→ Selected excerpt
—————
Indeed it did. There is even a three-inch “CODE volume,” that holds hundreds of pages worth of scientific findings from the project. And that’s just the first five years of research, says Barth. After that, he says, “it keeps going and going.”

Coming together

Barth got the idea that the inner shelf project could mimic CODE’s gigantic scale. He teamed up with two Scripps scientists, Bob Guza and Falk Feddersen, to write a white paper for the Office of Naval Research. Their thinking was this: if the Navy funded the project under their special large projects grant, called Departmental Research Initiatives, then it would be possible to pool the resources of dozens of scientists into one experiment.

The resulting whitepaper submitted to the Navy has echoes of the CODE legacy: the paper proposes a project to collect a “milestone” dataset and stresses that “the time is ripe” for staging an all-out campaign on the region. It also emphasizes the elusive nature of the inner shelf, calling it a “black box” and a “complicated and poorly known gateway region.”

The proposal struck a chord with the Navy, and the call went out to scientists from all institutions to join the project.

The response was remarkable: more than 40 scientists signed on from 12 research institutions, specializing in fields ranging from coastal modeling to ocean acoustics to high-frequency radar. The science party would install more than 160 ocean moorings in a 30-mile stretch of central California coastline. Simultaneously, six boats – three research vessels and three smaller craft – would take consecutive samples for weeks at a time, towing ocean instruments through the water. At certain times, the six boats would line up and drive parallel to each other along the coast while taking data, a bobbing armada dotting the California shoreline.
—————
→ List of tasks
(a) Repeat the inner shelf project passage word for word, starting with "Barth got the" and going on through "into one experiment.".
(b) Name every person mentioned in the inner shelf project passage.
(c) Answer these questions using the inner shelf project passage:
(i) How thick is the CODE volume?
(ii) What is the Navy's special large projects grant called?
(iii) How many scientists signed on to the project?
The records that come next have no connection to the inner shelf project passage.

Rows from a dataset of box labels
—————
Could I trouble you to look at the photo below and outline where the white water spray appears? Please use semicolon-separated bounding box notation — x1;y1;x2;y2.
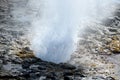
11;0;118;63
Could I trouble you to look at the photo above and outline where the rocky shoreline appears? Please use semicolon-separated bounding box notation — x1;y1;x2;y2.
0;0;120;80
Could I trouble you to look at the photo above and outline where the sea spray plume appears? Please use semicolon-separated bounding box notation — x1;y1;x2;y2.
27;0;117;63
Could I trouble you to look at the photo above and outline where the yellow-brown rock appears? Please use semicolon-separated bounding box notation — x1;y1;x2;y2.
16;48;35;58
109;36;120;52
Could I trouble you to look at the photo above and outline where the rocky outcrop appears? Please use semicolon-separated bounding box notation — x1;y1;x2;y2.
69;5;120;80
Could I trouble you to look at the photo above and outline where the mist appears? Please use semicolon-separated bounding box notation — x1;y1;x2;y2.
12;0;120;63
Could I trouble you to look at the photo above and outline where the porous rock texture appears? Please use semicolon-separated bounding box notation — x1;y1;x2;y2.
0;0;120;80
69;6;120;80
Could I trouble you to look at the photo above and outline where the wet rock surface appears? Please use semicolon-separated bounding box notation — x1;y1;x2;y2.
0;0;120;80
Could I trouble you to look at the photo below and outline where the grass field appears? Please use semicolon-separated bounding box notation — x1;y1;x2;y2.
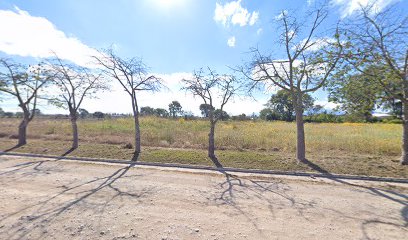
0;117;408;177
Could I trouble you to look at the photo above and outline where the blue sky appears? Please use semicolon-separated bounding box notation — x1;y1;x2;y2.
0;0;408;114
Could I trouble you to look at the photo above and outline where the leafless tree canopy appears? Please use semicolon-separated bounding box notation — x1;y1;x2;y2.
94;49;164;161
94;49;164;96
0;59;50;146
47;55;108;113
182;68;241;162
242;8;342;93
0;59;50;120
182;68;241;121
47;54;107;150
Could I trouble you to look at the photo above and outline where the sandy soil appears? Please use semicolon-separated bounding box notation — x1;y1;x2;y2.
0;156;408;239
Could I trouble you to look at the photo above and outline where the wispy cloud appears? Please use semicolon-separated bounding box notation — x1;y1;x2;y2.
214;0;259;27
0;7;97;66
227;36;235;47
331;0;400;18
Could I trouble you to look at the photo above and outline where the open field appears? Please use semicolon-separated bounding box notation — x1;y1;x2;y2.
0;117;408;178
0;156;408;240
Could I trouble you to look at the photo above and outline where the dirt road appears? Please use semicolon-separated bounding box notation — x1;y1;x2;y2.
0;156;408;239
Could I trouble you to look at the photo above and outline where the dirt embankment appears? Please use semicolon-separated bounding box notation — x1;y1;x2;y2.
0;156;408;239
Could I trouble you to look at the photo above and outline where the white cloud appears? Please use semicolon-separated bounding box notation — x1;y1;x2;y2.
69;72;266;116
292;37;336;52
0;7;97;66
331;0;400;18
249;12;259;26
275;10;288;21
227;36;235;47
314;100;340;110
1;72;270;116
214;0;259;27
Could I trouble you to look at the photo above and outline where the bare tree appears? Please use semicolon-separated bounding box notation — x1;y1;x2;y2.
341;5;408;165
182;68;240;167
47;54;107;151
94;49;163;161
0;59;50;146
240;7;342;161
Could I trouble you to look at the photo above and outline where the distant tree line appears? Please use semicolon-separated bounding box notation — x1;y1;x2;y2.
0;4;408;166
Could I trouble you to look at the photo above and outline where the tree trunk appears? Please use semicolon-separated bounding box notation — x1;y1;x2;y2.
18;114;29;146
208;121;216;159
295;94;306;161
70;113;79;150
401;102;408;165
132;113;142;161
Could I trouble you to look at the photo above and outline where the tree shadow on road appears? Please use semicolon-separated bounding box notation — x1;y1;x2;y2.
0;163;153;239
302;159;408;236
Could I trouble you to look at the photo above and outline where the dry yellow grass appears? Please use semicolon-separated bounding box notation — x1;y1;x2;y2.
0;117;402;155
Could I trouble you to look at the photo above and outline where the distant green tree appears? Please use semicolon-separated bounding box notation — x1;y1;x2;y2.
140;107;155;116
154;108;169;117
259;108;279;121
92;112;105;119
214;109;230;121
169;101;183;118
78;108;89;118
266;90;314;122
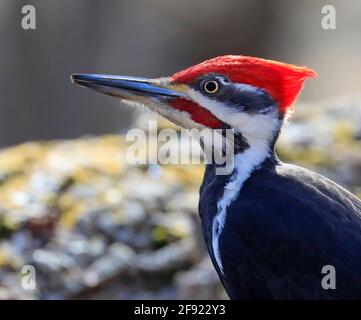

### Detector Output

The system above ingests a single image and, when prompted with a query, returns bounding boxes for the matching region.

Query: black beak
[71,74,184,100]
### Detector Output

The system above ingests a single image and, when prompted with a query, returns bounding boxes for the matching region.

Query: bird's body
[199,155,361,299]
[72,56,361,299]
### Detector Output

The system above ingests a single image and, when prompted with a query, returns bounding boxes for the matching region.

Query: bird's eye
[203,80,219,93]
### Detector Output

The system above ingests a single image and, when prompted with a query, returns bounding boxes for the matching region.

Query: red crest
[171,55,317,112]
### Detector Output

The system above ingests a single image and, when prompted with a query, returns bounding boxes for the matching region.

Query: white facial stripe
[188,85,282,273]
[212,144,270,273]
[188,89,281,142]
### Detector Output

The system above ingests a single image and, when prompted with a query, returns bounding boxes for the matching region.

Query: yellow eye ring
[203,80,219,93]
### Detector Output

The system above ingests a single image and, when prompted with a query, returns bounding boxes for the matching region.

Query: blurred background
[0,0,361,299]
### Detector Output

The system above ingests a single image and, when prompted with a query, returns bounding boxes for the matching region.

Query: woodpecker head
[72,55,316,151]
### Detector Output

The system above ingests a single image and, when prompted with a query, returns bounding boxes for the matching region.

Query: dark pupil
[206,81,217,92]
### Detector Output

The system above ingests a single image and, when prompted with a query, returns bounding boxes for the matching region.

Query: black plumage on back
[199,156,361,299]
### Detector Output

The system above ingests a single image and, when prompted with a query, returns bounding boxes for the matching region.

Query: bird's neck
[204,127,279,192]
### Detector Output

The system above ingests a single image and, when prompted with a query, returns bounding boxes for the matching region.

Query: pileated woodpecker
[72,56,361,299]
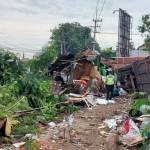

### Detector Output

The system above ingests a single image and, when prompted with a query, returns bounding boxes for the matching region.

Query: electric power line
[102,0,114,21]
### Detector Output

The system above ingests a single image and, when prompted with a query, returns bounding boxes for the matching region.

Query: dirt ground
[39,98,141,150]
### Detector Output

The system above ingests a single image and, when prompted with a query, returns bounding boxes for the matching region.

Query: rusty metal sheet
[132,58,150,93]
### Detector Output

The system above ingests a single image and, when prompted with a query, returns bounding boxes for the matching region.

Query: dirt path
[40,99,138,150]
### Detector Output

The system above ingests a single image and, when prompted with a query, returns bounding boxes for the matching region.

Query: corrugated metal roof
[101,57,144,69]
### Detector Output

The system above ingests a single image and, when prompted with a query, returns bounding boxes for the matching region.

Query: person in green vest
[105,68,115,100]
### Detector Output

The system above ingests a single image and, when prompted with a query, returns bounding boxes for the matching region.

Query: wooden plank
[130,74,136,92]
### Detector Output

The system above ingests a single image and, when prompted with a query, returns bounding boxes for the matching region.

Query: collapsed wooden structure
[119,57,150,93]
[48,45,103,105]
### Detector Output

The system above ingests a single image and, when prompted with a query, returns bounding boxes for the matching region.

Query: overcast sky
[0,0,150,58]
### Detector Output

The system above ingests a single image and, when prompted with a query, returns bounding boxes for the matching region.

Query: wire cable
[98,0,106,19]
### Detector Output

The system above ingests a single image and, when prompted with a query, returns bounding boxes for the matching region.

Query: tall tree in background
[138,14,150,51]
[27,45,57,74]
[50,22,100,54]
[101,48,116,59]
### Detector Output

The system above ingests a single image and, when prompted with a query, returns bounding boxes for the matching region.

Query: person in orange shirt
[73,79,87,89]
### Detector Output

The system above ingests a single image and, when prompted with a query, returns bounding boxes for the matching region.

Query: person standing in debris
[73,79,87,89]
[54,73,65,85]
[105,68,115,100]
[90,75,100,95]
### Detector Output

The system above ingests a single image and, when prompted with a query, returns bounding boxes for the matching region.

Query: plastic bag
[103,119,117,128]
[119,88,128,95]
[123,119,141,138]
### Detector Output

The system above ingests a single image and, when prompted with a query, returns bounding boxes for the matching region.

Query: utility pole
[62,23,66,54]
[61,42,63,55]
[91,9,102,50]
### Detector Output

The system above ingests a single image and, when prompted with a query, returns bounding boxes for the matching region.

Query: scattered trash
[119,119,143,147]
[119,88,128,95]
[100,131,106,136]
[63,115,74,125]
[96,98,108,105]
[140,118,150,130]
[98,126,105,129]
[96,98,115,105]
[48,122,56,129]
[24,134,32,139]
[106,134,118,150]
[140,105,150,114]
[13,142,25,149]
[103,119,117,129]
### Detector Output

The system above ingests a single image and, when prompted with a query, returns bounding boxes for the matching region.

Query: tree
[50,22,100,54]
[101,48,116,58]
[27,45,57,74]
[138,14,150,51]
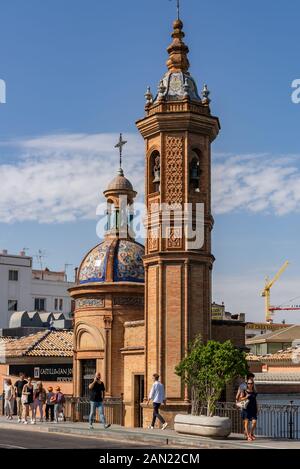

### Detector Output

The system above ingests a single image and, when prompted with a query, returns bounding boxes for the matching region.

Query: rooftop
[246,325,300,345]
[0,330,73,358]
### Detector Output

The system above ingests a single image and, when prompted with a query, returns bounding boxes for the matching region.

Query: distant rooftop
[0,331,73,358]
[246,324,300,345]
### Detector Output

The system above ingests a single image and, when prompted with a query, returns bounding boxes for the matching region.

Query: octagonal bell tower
[137,18,220,425]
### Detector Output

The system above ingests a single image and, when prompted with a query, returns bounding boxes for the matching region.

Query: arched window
[149,150,160,194]
[189,150,201,192]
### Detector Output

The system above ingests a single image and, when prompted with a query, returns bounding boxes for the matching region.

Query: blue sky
[0,0,300,321]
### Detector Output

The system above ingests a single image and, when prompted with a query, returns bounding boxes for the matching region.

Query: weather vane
[115,134,127,168]
[169,0,180,20]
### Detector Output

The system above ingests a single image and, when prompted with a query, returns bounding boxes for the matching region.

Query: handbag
[235,399,249,410]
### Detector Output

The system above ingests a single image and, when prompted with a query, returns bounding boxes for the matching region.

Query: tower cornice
[136,111,221,142]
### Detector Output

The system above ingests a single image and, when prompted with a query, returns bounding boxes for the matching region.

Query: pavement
[0,417,300,449]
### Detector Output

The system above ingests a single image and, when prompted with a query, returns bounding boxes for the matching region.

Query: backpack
[55,392,65,404]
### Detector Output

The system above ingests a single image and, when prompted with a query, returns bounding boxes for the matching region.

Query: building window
[34,298,46,311]
[8,300,18,311]
[149,150,160,194]
[189,150,201,192]
[8,270,19,282]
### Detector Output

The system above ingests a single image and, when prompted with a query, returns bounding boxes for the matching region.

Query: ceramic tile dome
[78,239,144,284]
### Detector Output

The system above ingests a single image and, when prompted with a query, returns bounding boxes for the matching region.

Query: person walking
[235,373,256,401]
[238,379,258,441]
[52,386,66,423]
[14,373,27,423]
[22,377,34,425]
[148,373,168,430]
[89,372,110,430]
[4,378,15,420]
[33,381,46,423]
[46,386,55,422]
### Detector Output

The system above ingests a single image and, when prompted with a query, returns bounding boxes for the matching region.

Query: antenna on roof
[65,262,74,280]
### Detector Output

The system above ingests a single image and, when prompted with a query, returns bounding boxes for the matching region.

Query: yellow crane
[261,261,289,322]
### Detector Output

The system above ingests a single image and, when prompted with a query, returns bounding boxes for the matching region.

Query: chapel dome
[78,239,145,284]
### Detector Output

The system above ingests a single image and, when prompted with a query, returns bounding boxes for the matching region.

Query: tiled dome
[78,239,144,284]
[107,174,133,191]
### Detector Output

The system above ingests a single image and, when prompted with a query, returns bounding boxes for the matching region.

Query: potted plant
[174,337,248,438]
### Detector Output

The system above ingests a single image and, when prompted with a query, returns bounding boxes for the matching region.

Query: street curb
[0,422,249,449]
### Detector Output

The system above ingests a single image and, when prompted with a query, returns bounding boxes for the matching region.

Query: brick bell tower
[137,17,220,426]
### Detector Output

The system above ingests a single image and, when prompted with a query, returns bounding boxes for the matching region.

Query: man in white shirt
[148,373,168,430]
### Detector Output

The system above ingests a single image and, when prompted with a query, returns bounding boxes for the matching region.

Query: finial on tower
[115,134,127,176]
[169,0,180,20]
[167,5,190,73]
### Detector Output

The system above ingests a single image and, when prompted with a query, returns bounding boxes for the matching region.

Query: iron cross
[115,134,127,168]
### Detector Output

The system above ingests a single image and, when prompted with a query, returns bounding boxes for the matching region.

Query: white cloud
[0,133,300,223]
[0,134,144,223]
[212,155,300,215]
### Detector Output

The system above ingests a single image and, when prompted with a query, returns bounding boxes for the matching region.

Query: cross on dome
[115,134,127,174]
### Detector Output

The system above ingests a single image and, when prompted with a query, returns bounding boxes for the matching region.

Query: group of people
[236,373,258,441]
[4,373,65,425]
[4,372,258,441]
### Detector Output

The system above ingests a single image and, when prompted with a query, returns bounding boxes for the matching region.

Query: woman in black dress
[240,379,257,441]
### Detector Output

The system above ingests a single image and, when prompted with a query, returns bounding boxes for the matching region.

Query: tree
[175,336,248,417]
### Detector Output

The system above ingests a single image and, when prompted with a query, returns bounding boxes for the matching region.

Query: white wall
[30,280,73,313]
[0,254,32,328]
[0,253,73,328]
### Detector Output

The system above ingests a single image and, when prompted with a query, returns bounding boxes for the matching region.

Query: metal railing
[204,401,300,440]
[65,397,124,425]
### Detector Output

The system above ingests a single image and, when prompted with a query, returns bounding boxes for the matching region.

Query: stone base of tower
[142,401,191,429]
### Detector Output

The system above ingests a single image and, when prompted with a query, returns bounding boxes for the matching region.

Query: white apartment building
[0,250,73,329]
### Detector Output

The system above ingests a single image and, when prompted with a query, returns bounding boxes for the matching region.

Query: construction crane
[261,261,289,322]
[270,296,300,314]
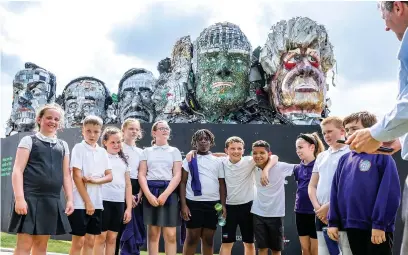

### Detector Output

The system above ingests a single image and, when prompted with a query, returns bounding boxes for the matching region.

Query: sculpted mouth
[295,84,318,93]
[123,111,150,122]
[211,81,234,88]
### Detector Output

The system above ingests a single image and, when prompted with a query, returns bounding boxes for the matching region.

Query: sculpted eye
[284,54,301,70]
[307,55,319,67]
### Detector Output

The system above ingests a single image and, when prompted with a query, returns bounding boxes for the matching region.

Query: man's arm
[218,178,227,218]
[327,162,343,228]
[307,172,320,211]
[371,156,401,231]
[179,168,188,207]
[370,86,408,142]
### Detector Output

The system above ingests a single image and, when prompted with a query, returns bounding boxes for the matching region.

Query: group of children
[9,104,401,255]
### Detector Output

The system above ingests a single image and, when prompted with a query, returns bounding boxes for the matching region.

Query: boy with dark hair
[68,115,113,255]
[186,136,278,255]
[251,140,296,255]
[328,111,401,255]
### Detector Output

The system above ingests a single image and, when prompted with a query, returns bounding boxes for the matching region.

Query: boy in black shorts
[180,129,226,255]
[68,115,113,255]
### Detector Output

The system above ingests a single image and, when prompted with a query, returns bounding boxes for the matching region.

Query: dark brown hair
[320,116,344,129]
[252,140,271,152]
[82,115,103,127]
[296,132,325,158]
[191,129,215,148]
[343,111,377,128]
[151,120,170,145]
[225,136,245,149]
[122,118,143,140]
[102,127,129,166]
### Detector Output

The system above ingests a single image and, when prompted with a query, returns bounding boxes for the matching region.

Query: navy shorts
[68,209,102,236]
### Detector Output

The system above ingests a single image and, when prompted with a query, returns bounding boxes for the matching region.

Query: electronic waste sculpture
[6,17,335,136]
[6,62,57,136]
[260,17,335,125]
[57,76,112,128]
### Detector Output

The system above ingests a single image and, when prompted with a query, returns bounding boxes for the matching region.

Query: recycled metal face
[63,78,110,128]
[193,23,251,114]
[118,68,156,123]
[260,17,335,118]
[8,63,56,135]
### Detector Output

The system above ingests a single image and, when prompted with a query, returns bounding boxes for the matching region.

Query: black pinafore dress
[8,135,71,235]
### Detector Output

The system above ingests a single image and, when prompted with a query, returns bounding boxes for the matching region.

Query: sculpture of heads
[6,62,57,135]
[118,68,156,123]
[59,76,112,128]
[260,17,335,123]
[193,22,251,115]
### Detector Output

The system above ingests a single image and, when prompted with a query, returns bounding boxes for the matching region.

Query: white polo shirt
[251,162,296,217]
[141,145,182,181]
[183,154,224,201]
[70,141,112,209]
[102,153,130,202]
[122,143,143,179]
[313,145,350,205]
[222,156,255,205]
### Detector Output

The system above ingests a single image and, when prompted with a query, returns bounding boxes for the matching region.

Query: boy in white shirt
[214,136,278,255]
[180,129,226,255]
[308,116,352,255]
[251,140,296,255]
[186,136,278,255]
[68,115,112,255]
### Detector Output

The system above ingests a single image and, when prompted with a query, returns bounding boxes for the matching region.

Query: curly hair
[191,129,215,148]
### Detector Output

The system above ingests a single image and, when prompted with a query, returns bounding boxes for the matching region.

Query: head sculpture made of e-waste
[192,22,252,122]
[260,17,335,124]
[58,76,112,128]
[118,68,156,123]
[6,62,57,136]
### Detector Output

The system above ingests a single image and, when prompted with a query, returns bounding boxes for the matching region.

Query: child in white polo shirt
[180,129,226,255]
[187,136,278,255]
[69,115,113,255]
[308,116,352,255]
[93,127,133,255]
[138,121,182,254]
[251,140,296,255]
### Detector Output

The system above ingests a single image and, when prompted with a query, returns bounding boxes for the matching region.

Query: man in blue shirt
[347,1,408,254]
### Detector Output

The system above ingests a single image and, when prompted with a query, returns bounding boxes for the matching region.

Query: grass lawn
[0,232,175,255]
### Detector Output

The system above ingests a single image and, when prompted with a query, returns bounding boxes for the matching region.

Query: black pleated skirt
[8,196,71,235]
—————
→ The results
(a)
Barth got the idea that the inner shelf project could mimic CODE’s gigantic scale. He teamed up with two Scripps scientists, Bob Guza and Falk Feddersen, to write a white paper for the Office of Naval Research. Their thinking was this: if the Navy funded the project under their special large projects grant, called Departmental Research Initiatives, then it would be possible to pool the resources of dozens of scientists into one experiment.

(b) Barth, Bob Guza, Falk Feddersen

(c)
(i) Three inches.
(ii) Departmental Research Initiatives.
(iii) More than 40.